• [What is being asked]: Output each entry exactly; skip nothing.

(Dataset entries)
%%

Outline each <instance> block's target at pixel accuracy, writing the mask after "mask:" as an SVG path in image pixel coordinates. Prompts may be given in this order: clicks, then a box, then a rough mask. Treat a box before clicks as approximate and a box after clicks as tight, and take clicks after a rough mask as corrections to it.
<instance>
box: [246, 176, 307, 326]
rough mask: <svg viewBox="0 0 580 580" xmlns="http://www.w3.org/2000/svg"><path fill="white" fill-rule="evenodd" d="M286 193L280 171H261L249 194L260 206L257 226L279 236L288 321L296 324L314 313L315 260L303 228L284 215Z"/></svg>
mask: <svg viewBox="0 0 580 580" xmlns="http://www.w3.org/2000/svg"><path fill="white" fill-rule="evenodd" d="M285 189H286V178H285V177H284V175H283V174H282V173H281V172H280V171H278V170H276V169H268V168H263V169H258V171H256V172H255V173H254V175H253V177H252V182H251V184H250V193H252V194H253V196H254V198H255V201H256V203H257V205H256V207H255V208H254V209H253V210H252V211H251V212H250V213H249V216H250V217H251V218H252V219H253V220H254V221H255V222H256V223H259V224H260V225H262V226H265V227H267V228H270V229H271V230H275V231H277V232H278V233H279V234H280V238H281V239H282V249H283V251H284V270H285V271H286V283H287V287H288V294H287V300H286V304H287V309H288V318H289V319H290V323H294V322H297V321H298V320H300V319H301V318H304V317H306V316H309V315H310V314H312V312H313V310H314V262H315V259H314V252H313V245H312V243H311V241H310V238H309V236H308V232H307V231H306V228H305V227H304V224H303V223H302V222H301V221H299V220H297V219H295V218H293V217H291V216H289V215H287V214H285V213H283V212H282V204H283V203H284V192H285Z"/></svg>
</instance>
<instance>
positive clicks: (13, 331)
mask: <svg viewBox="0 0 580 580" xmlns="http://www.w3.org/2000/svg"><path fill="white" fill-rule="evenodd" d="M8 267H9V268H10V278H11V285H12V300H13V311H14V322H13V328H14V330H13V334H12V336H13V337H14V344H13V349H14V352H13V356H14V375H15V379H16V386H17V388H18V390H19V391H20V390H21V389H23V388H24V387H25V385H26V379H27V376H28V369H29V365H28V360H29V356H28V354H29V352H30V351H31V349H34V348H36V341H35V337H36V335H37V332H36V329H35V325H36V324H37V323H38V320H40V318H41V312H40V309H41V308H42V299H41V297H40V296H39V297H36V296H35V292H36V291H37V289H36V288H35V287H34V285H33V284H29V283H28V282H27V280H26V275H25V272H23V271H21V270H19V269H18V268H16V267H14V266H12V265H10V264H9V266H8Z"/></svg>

%%

• [Response box]:
Outline each <instance> block's target at pixel accuracy, writing the mask after "mask:" as an SVG path in image pixel coordinates. Prompts may be given in this order: clicks, then a box, then a rough mask. Treat a box before clicks as approximate and a box after clicks as tight, and take clicks after a rough mask as corrections to it.
<instance>
box: [246, 176, 307, 326]
rough mask: <svg viewBox="0 0 580 580" xmlns="http://www.w3.org/2000/svg"><path fill="white" fill-rule="evenodd" d="M286 193L280 171H261L249 194L260 206L257 226L279 236L288 321L296 324L314 313L315 260L303 228L284 215Z"/></svg>
mask: <svg viewBox="0 0 580 580" xmlns="http://www.w3.org/2000/svg"><path fill="white" fill-rule="evenodd" d="M285 189H286V178H285V177H284V175H283V174H282V173H281V172H280V171H278V170H276V169H268V168H263V169H258V171H256V172H255V173H254V175H253V177H252V182H251V184H250V193H252V194H253V196H254V198H255V201H256V203H257V205H256V207H255V208H254V209H253V210H252V211H251V212H250V213H249V216H250V217H251V218H252V219H253V220H254V221H255V222H256V223H259V224H260V225H262V226H265V227H267V228H270V229H271V230H275V231H277V232H278V233H279V234H280V238H281V239H282V249H283V251H284V270H285V271H286V283H287V287H288V294H287V300H286V304H287V309H288V318H289V319H290V323H294V322H297V321H298V320H300V319H301V318H304V317H306V316H309V315H310V314H312V312H313V310H314V262H315V259H314V252H313V245H312V243H311V241H310V238H309V236H308V232H307V231H306V228H305V227H304V224H303V223H302V222H301V221H299V220H297V219H295V218H293V217H291V216H289V215H287V214H285V213H283V212H282V204H283V203H284V192H285Z"/></svg>
</instance>
<instance>
positive clicks: (13, 331)
mask: <svg viewBox="0 0 580 580" xmlns="http://www.w3.org/2000/svg"><path fill="white" fill-rule="evenodd" d="M8 267H9V268H10V278H11V285H12V300H13V311H14V322H13V328H14V330H13V334H12V336H13V337H14V344H13V349H14V352H13V356H14V375H15V379H16V386H17V388H18V390H19V391H20V390H21V389H23V388H24V387H25V385H26V379H27V376H28V369H29V365H28V360H29V356H28V354H29V352H30V351H31V349H34V348H36V341H35V337H36V335H37V332H36V329H35V325H36V324H37V323H38V320H40V318H41V312H40V309H41V308H42V299H41V297H40V296H39V297H36V296H35V292H36V291H37V289H36V288H35V287H34V285H33V284H29V283H28V282H27V280H26V275H25V272H23V271H21V270H19V269H18V268H16V267H14V266H12V265H10V264H9V266H8Z"/></svg>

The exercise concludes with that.